**Opdrachten**
a) Op grond waarvan is verzoeker volgens de deken in de gegeven tekst te laat met zijn herzieningsverzoek?
b) Geef in de gegeven tekst het stuk van "3.7 De deken" tot en met "fundamenteel rechtsbeginsel." opnieuw weer. Vervang daarbij "Herzieningsprotocol" door "Herzieningsreglement".
c) Som alle punten op die de deken volgens de gegeven tekst heeft aangevoerd.

**Gegeven tekst**

3.7 De deken heeft hiertegenover – kort gezegd – aangevoerd dat geen sprake
is van nieuwe feiten en omstandigheden, dat verweerder in zijn twee eerdere herzieningsverzoeken
ook al heeft beweerd dat sprake zou zijn geweest van een onjuiste rapportage en dat
er geen sprake is van een rechterlijke dwaling of misleiding. Daarnaast heeft de deken
aangevoerd dat op grond van het Herzieningsprotocol van het hof verzoeker te laat
is met zijn herzieningsverzoek, zowel voor zover dit is gebaseerd op nieuwe feiten
en omstandigheden, als ook voor zover dit berust op een gestelde schending van een
fundamenteel rechtsbeginsel.

**Te onderzoeken gegevens**
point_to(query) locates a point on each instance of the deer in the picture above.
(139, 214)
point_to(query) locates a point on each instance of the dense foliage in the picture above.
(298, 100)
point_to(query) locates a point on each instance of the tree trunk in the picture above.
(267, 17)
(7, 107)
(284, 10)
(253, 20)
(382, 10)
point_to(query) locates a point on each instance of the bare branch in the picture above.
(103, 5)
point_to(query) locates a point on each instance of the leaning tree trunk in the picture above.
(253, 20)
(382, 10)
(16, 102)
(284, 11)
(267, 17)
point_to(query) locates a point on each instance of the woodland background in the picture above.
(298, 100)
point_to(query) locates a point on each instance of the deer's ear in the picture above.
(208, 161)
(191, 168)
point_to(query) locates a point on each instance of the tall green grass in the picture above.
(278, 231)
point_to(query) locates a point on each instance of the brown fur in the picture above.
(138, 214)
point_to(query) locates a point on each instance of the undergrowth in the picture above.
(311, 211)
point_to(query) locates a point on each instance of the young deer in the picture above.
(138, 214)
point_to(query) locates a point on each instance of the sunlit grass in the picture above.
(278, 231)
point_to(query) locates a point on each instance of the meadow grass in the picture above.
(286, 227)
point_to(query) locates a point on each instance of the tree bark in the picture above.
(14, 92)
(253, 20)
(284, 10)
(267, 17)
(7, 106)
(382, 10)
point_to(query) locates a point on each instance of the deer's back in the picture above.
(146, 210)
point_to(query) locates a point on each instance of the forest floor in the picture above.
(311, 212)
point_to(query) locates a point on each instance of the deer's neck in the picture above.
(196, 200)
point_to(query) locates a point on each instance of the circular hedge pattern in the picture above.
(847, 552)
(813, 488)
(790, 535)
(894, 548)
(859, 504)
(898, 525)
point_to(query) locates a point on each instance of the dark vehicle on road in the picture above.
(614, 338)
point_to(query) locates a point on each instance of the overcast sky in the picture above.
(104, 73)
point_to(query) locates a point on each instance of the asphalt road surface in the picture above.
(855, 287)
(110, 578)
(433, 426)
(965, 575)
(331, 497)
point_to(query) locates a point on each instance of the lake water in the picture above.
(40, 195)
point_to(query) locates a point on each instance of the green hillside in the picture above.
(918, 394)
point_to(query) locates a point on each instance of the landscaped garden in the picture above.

**Uitwerking per opdracht**
a) Op grond van het Herzieningsprotocol van het hof.

b)
3.7 De deken heeft hiertegenover – kort gezegd – aangevoerd dat geen sprake
is van nieuwe feiten en omstandigheden, dat verweerder in zijn twee eerdere herzieningsverzoeken
ook al heeft beweerd dat sprake zou zijn geweest van een onjuiste rapportage en dat
er geen sprake is van een rechterlijke dwaling of misleiding. Daarnaast heeft de deken
aangevoerd dat op grond van het Herzieningsreglement van het hof verzoeker te laat
is met zijn herzieningsverzoek, zowel voor zover dit is gebaseerd op nieuwe feiten
en omstandigheden, als ook voor zover dit berust op een gestelde schending van een
fundamenteel rechtsbeginsel.

c)
- Er is geen sprake van nieuwe feiten en omstandigheden.
- Verweerder heeft in zijn twee eerdere herzieningsverzoeken ook al beweerd dat sprake zou zijn geweest van een onjuiste rapportage.
- Er is geen sprake van een rechterlijke dwaling of misleiding.
- Op grond van het Herzieningsprotocol van het hof is verzoeker te laat met zijn herzieningsverzoek. Dat geldt zowel voor zover het verzoek is gebaseerd op nieuwe feiten en omstandigheden als voor zover het berust op een gestelde schending van een fundamenteel rechtsbeginsel.